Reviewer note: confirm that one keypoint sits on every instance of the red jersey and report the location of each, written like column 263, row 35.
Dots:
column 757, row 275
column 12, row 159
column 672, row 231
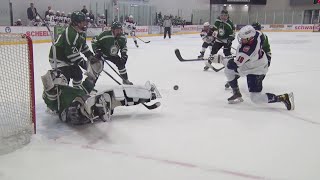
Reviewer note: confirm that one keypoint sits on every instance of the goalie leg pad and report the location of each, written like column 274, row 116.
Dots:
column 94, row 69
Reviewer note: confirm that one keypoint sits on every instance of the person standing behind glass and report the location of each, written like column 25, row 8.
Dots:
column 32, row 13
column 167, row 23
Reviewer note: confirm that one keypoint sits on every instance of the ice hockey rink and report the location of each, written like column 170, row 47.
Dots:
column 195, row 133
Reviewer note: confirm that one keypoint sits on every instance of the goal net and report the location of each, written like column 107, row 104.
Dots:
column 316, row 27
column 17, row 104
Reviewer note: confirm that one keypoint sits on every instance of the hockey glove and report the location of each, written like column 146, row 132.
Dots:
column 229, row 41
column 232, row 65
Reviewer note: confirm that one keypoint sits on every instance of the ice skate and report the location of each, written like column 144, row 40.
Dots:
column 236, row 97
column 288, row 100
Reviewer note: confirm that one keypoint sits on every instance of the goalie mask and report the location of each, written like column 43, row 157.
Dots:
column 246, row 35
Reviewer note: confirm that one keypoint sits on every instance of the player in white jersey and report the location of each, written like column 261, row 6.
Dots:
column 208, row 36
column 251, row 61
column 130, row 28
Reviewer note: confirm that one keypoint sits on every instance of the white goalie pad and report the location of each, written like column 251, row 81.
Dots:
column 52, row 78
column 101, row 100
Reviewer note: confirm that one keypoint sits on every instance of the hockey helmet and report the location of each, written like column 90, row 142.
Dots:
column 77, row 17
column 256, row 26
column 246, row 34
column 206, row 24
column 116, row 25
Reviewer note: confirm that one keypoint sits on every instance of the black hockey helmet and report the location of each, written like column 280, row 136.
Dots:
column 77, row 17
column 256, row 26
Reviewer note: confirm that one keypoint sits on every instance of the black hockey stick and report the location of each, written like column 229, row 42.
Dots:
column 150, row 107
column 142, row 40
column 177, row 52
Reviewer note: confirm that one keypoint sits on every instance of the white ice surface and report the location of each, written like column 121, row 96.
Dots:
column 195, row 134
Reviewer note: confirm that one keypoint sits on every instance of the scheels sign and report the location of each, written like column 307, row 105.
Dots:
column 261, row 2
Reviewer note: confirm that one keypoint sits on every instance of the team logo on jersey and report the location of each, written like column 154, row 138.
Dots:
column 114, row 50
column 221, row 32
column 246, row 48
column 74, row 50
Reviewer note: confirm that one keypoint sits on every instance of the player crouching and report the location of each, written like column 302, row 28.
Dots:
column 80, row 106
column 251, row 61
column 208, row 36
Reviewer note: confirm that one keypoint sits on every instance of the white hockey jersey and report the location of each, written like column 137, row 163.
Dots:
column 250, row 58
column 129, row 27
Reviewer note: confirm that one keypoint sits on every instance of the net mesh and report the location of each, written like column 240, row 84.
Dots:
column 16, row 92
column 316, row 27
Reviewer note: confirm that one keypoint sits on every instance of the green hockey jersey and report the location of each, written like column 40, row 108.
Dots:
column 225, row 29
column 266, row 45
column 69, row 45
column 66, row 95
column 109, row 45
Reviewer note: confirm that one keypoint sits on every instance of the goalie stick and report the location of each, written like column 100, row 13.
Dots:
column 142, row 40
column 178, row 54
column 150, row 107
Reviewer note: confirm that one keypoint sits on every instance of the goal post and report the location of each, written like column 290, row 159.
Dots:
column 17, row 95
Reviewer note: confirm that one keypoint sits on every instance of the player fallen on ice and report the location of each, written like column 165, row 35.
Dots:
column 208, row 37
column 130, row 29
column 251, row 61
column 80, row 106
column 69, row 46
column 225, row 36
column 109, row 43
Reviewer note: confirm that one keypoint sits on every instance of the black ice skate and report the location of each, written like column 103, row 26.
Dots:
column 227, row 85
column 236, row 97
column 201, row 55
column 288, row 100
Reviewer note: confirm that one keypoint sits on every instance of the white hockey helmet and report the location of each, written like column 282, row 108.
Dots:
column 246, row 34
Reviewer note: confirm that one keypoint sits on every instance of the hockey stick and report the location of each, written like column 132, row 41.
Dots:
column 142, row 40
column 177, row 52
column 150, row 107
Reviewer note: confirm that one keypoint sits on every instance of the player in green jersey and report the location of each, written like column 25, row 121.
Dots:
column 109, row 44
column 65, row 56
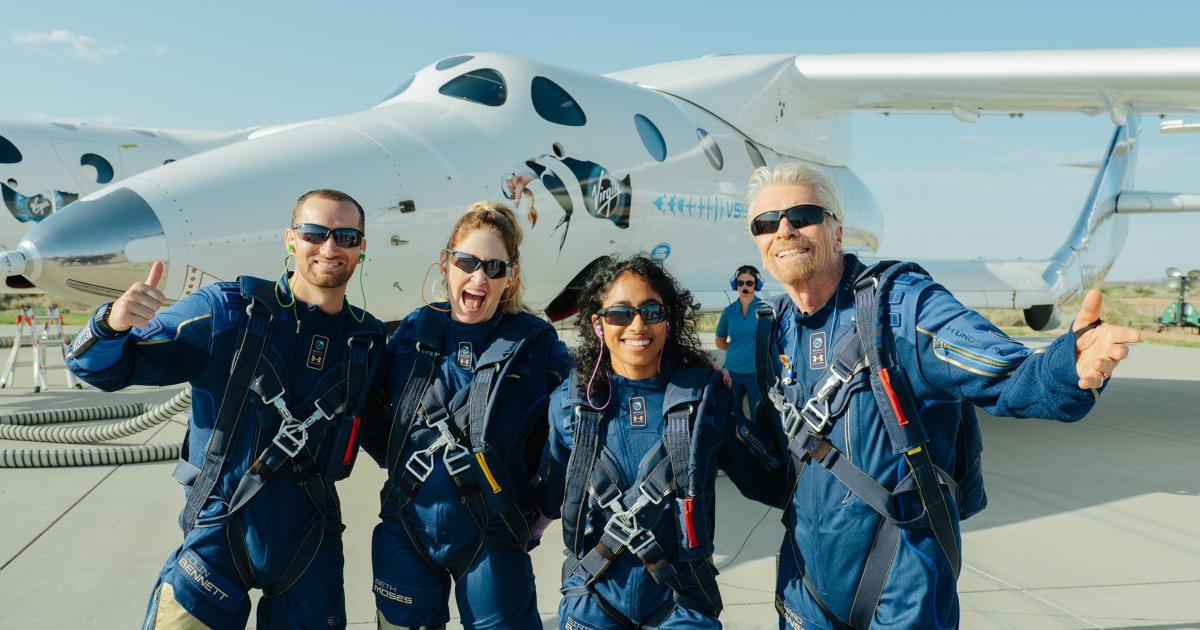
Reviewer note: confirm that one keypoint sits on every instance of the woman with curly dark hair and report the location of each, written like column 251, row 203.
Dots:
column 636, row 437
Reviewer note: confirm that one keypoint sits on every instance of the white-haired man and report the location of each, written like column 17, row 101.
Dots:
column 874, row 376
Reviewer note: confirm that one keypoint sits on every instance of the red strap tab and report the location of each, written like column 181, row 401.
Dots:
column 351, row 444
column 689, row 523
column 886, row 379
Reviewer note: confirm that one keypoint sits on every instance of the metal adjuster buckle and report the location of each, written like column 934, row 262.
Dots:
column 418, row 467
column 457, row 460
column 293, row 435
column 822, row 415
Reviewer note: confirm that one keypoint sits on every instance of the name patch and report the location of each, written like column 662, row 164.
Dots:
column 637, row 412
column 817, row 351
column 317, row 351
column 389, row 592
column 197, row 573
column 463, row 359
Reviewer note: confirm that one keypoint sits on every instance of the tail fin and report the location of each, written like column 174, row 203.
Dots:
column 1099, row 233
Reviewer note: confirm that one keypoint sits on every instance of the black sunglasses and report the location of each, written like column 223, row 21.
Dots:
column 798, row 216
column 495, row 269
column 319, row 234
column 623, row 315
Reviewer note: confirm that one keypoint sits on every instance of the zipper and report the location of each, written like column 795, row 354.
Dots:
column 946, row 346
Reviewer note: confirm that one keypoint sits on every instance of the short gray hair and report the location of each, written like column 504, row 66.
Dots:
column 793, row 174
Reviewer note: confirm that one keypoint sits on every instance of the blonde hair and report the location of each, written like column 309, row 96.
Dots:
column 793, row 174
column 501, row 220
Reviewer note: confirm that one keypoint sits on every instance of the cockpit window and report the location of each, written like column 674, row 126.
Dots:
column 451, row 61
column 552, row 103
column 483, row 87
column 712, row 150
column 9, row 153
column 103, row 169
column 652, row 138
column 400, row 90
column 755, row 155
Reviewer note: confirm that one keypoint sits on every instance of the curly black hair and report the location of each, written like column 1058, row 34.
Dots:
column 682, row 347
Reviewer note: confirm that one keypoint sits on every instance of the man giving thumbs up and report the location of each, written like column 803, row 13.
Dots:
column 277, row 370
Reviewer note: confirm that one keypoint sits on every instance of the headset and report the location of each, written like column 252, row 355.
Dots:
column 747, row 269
####
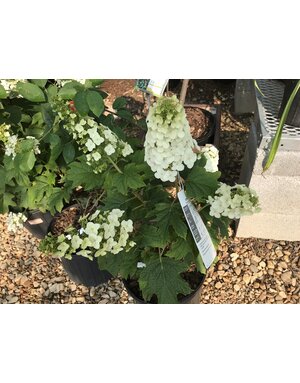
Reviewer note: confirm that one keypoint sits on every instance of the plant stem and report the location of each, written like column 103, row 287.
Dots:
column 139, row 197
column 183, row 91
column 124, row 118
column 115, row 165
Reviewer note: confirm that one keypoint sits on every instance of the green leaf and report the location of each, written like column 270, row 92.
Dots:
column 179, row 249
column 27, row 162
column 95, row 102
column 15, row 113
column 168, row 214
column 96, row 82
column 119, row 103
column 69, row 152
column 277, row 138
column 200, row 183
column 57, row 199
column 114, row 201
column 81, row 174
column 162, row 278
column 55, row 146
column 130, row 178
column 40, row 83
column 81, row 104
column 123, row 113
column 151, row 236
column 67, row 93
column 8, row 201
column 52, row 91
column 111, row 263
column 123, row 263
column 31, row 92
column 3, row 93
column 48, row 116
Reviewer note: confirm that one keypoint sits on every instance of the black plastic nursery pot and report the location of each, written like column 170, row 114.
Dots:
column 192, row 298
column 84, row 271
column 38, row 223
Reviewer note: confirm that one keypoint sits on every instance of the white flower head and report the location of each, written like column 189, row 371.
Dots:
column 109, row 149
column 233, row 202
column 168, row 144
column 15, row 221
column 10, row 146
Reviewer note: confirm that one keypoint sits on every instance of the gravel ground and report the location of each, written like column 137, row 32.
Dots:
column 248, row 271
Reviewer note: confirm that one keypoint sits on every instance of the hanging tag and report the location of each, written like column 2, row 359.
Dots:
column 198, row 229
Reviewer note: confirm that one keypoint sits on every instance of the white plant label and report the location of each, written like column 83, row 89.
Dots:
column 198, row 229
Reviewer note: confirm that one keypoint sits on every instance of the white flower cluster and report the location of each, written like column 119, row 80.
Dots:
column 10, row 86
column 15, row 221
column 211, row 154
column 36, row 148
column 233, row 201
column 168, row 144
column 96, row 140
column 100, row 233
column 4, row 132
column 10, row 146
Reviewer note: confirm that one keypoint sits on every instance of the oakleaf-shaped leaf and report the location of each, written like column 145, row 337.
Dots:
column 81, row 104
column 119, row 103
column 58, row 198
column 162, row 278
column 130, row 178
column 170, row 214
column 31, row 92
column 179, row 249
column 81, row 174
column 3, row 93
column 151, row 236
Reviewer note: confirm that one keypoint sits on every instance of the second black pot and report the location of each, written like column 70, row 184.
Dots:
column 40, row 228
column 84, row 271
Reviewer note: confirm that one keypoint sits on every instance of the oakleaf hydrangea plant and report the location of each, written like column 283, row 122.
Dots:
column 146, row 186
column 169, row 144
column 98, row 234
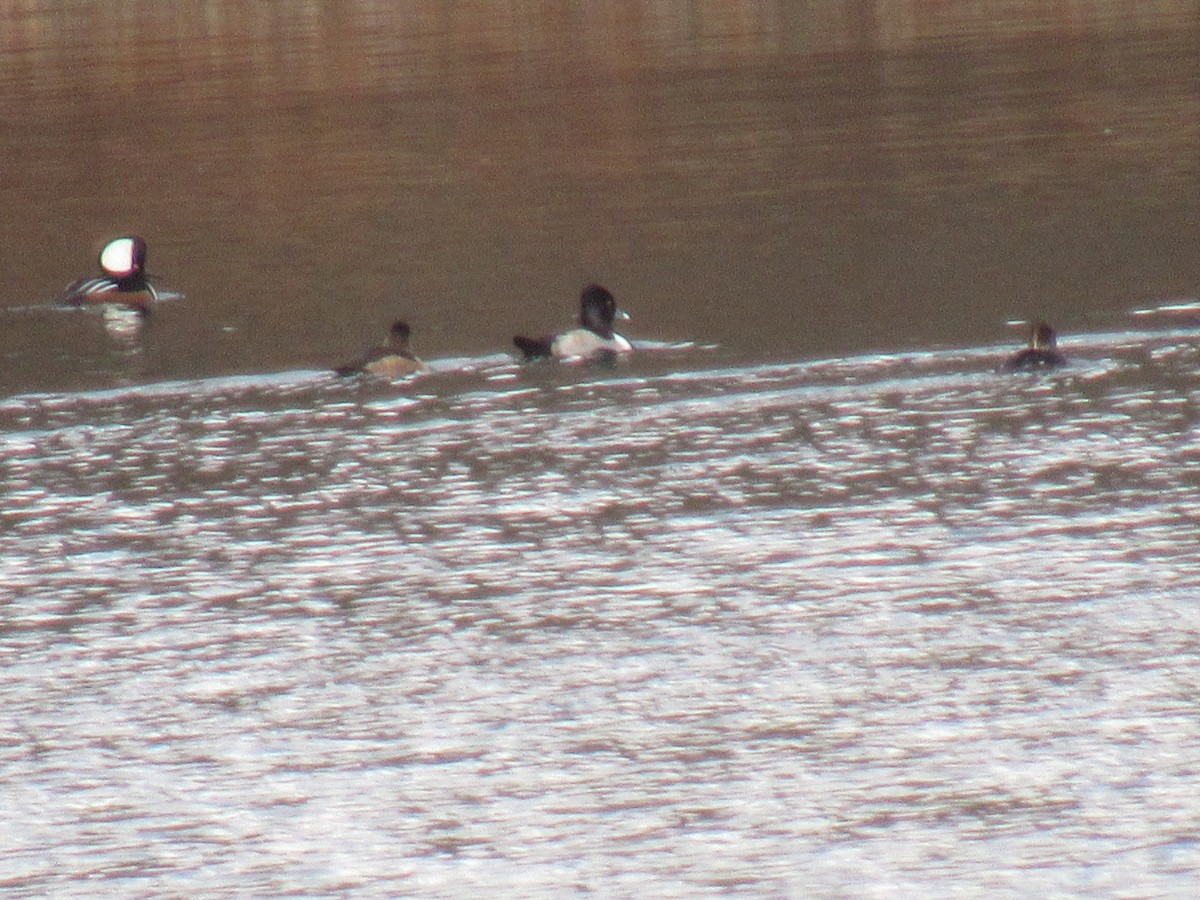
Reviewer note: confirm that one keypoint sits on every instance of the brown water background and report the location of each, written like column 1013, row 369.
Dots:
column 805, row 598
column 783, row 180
####
TASK TO CARRY OUT :: Copy out, from the data above, every line holding the word "oakleaf".

SOLUTION TO THE PROBLEM ::
Reviewer note: confirm that one keypoint sits on every instance of the oakleaf-shaped leaf and report the location of each, written like column 145, row 337.
Reviewer note: confirm that one keypoint sits on every instance of the oakleaf hydrangea plant and report the location of each, written like column 283, row 122.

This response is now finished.